## YOUR INSTRUCTIONS
Scan the entries below for the word "that" and copy every line in which it occurs.
INFORMATION GIVEN: Begin
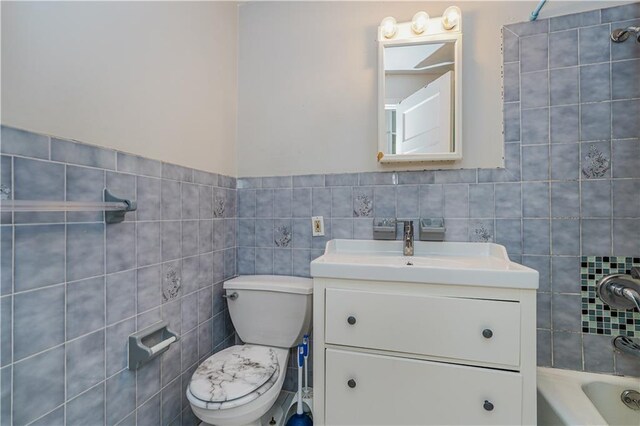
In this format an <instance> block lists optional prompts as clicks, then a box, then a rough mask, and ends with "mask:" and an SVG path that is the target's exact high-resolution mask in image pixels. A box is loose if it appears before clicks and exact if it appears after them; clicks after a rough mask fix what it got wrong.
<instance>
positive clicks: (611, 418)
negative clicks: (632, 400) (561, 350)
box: [538, 367, 640, 426]
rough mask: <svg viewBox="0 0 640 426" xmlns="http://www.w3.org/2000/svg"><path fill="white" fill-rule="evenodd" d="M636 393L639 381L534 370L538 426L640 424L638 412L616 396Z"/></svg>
mask: <svg viewBox="0 0 640 426" xmlns="http://www.w3.org/2000/svg"><path fill="white" fill-rule="evenodd" d="M628 389H631V390H636V391H638V392H640V379H638V378H632V377H618V376H610V375H606V374H594V373H583V372H580V371H570V370H559V369H554V368H542V367H539V368H538V425H632V426H638V425H640V411H636V410H632V409H630V408H629V407H627V406H626V405H624V404H623V403H622V401H621V399H620V394H621V393H622V392H623V391H625V390H628Z"/></svg>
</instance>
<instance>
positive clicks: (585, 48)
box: [579, 25, 611, 64]
mask: <svg viewBox="0 0 640 426" xmlns="http://www.w3.org/2000/svg"><path fill="white" fill-rule="evenodd" d="M609 32H610V30H609V25H598V26H594V27H583V28H580V30H579V39H580V42H579V46H580V64H593V63H599V62H609V58H610V52H611V39H610V33H609Z"/></svg>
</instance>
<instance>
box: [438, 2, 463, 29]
mask: <svg viewBox="0 0 640 426" xmlns="http://www.w3.org/2000/svg"><path fill="white" fill-rule="evenodd" d="M460 15H461V13H460V8H459V7H458V6H449V7H448V8H447V9H446V10H445V11H444V13H443V14H442V26H443V27H444V28H445V29H446V30H451V29H453V28H455V26H456V25H458V23H459V22H460Z"/></svg>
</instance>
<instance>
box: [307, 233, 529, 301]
mask: <svg viewBox="0 0 640 426" xmlns="http://www.w3.org/2000/svg"><path fill="white" fill-rule="evenodd" d="M402 247H403V242H402V241H370V240H331V241H329V242H328V243H327V246H326V249H325V252H324V255H322V256H320V257H319V258H317V259H315V260H314V261H313V262H311V276H312V277H314V278H346V279H361V280H380V281H401V282H419V283H433V284H454V285H467V286H474V285H477V286H490V287H503V288H522V289H524V288H527V289H535V288H538V272H537V271H535V270H533V269H530V268H527V267H525V266H522V265H519V264H517V263H514V262H512V261H510V260H509V257H508V256H507V252H506V250H505V248H504V247H503V246H501V245H498V244H492V243H441V242H426V241H416V242H415V244H414V255H413V256H403V255H402Z"/></svg>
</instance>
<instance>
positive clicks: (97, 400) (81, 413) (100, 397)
mask: <svg viewBox="0 0 640 426" xmlns="http://www.w3.org/2000/svg"><path fill="white" fill-rule="evenodd" d="M66 420H67V422H66V424H67V425H70V426H71V425H74V426H82V425H86V424H89V423H95V424H102V423H104V384H99V385H97V386H95V387H93V388H91V389H90V390H88V391H87V392H85V393H84V394H82V395H80V396H78V397H77V398H75V399H72V400H71V401H69V402H68V403H67V410H66Z"/></svg>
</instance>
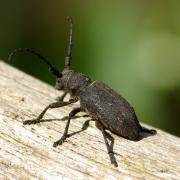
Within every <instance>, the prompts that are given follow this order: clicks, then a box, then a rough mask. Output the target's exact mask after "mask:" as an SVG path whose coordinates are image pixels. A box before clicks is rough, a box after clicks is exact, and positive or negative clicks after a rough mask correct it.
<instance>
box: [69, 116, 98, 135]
mask: <svg viewBox="0 0 180 180" xmlns="http://www.w3.org/2000/svg"><path fill="white" fill-rule="evenodd" d="M90 121H95V120H94V119H89V120H86V121H85V122H84V124H83V125H82V128H81V130H79V131H76V132H72V133H70V134H68V137H70V136H73V135H75V134H78V133H80V132H83V131H85V130H86V129H87V128H88V127H89V122H90Z"/></svg>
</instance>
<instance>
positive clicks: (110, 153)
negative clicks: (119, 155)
mask: <svg viewBox="0 0 180 180" xmlns="http://www.w3.org/2000/svg"><path fill="white" fill-rule="evenodd" d="M96 127H97V128H98V129H100V130H101V132H102V134H103V137H104V141H105V144H106V148H107V151H108V154H109V158H110V161H111V164H114V166H115V167H117V166H118V164H117V161H116V158H115V156H114V152H113V146H114V138H113V137H112V136H111V135H110V134H109V133H108V132H106V131H105V128H104V127H103V125H102V124H101V123H100V122H99V121H96ZM107 139H109V140H110V141H111V143H110V144H109V142H108V140H107Z"/></svg>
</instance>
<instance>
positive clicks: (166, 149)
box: [0, 61, 180, 180]
mask: <svg viewBox="0 0 180 180" xmlns="http://www.w3.org/2000/svg"><path fill="white" fill-rule="evenodd" d="M61 93H62V92H59V91H56V90H54V88H53V87H51V86H49V85H47V84H45V83H44V82H41V81H40V80H37V79H35V78H33V77H31V76H29V75H27V74H25V73H23V72H21V71H19V70H16V69H15V68H13V67H10V66H9V65H7V64H5V63H4V62H2V61H0V179H55V178H58V179H60V178H62V177H67V178H69V179H88V178H89V179H148V180H149V179H161V178H162V179H180V139H179V138H177V137H175V136H173V135H170V134H168V133H165V132H163V131H161V130H157V135H155V136H149V137H147V138H143V139H142V140H140V141H137V142H133V141H129V140H126V139H124V138H121V137H118V136H116V135H114V134H113V137H114V138H115V144H114V152H115V156H116V159H117V162H118V165H119V166H118V167H117V168H115V167H114V166H113V165H111V164H110V160H109V156H108V154H107V150H106V146H105V143H104V140H103V136H102V134H101V132H100V131H99V130H98V129H96V128H95V127H94V123H93V122H92V123H91V124H90V127H89V128H88V129H87V130H86V131H84V132H81V133H79V134H76V135H74V136H72V137H70V138H68V139H67V141H66V142H65V143H64V144H63V145H62V146H58V147H57V148H54V147H52V144H53V142H54V141H56V140H58V139H59V138H60V137H61V135H62V132H63V131H64V127H65V124H66V119H65V118H64V119H63V117H64V116H67V115H68V113H69V112H70V110H71V109H72V107H77V106H78V104H77V103H76V104H74V105H70V106H67V107H63V108H59V109H52V110H49V111H48V112H47V113H46V115H45V119H44V121H45V122H41V123H40V124H36V125H29V126H28V125H23V124H22V122H23V121H24V120H27V119H34V118H36V117H37V115H38V114H39V113H40V112H41V111H42V109H43V108H44V107H45V106H46V105H48V104H49V103H51V102H53V101H54V100H55V98H56V97H57V96H58V95H60V94H61ZM83 115H84V114H83V113H81V114H80V116H79V117H76V118H75V119H73V120H72V123H71V125H70V132H75V131H78V130H80V129H81V127H82V124H83V122H85V120H87V119H89V118H88V117H83ZM57 118H58V119H57Z"/></svg>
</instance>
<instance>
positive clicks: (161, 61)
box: [0, 0, 180, 136]
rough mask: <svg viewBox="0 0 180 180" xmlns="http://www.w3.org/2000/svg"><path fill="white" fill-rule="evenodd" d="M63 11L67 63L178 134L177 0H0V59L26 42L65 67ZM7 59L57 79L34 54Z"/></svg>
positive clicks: (178, 96) (179, 9)
mask: <svg viewBox="0 0 180 180" xmlns="http://www.w3.org/2000/svg"><path fill="white" fill-rule="evenodd" d="M68 15H71V16H72V17H73V19H74V37H73V40H74V48H73V62H72V68H73V69H76V70H78V71H81V72H83V73H85V74H87V75H89V76H90V77H91V78H92V79H94V80H95V79H98V80H101V81H104V82H105V83H107V84H108V85H109V86H110V87H112V88H113V89H114V90H116V91H117V92H119V93H120V94H121V95H123V96H124V97H125V98H126V99H127V100H128V101H129V102H130V103H131V104H132V105H133V107H134V108H135V110H136V113H137V115H138V117H139V119H140V121H142V122H145V123H148V124H150V125H153V126H155V127H158V128H161V129H164V130H165V131H167V132H170V133H172V134H174V135H177V136H180V123H179V122H180V1H179V0H173V1H172V0H151V1H146V0H99V1H97V0H96V1H95V0H91V1H86V0H76V1H73V0H66V1H65V0H61V1H58V0H52V1H44V0H39V1H37V0H36V1H35V0H25V1H24V0H16V1H12V0H11V1H10V0H6V1H2V0H1V1H0V24H1V28H0V42H1V43H0V58H1V59H3V60H5V61H6V59H7V57H8V54H9V53H10V52H11V51H12V50H14V49H15V48H18V47H30V48H33V49H36V50H37V51H39V52H41V53H42V54H43V55H44V56H45V57H46V58H47V59H49V60H50V61H51V62H52V64H53V65H55V66H56V67H58V68H59V69H61V70H62V69H63V65H64V58H65V55H66V50H67V21H66V17H67V16H68ZM11 64H12V65H14V66H16V67H18V68H19V69H22V70H23V71H26V72H27V73H29V74H31V75H33V76H36V77H37V78H40V79H42V80H43V81H46V82H48V83H50V84H52V85H54V82H55V79H54V77H53V76H52V75H51V74H50V73H49V72H48V69H47V67H46V65H44V64H42V63H41V61H39V60H38V59H37V58H36V57H34V56H31V55H29V54H19V55H17V56H16V57H14V60H13V61H12V62H11Z"/></svg>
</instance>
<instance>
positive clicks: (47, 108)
INFORMATION GIVEN: End
## TASK RESPONSE
In this format an <instance> block lists optional prompts as clicks, then a box, then a rough mask, and ends with "mask:" and an SVG path that is the target's exact high-resolution mask in image pixels. A box is loose if it appears before clicks and exact if it appears after them; clicks after a rough mask fix what it got wrong.
Within every <instance>, the prompts that are given follow this order: clicks, then a box, then a rough mask. Output the target's exact mask after "mask:" as an SVG path whose coordinates are image pixels. A box before clicks is rough, a box after clicks is exact, and positive or negative clicks after a rough mask correct it.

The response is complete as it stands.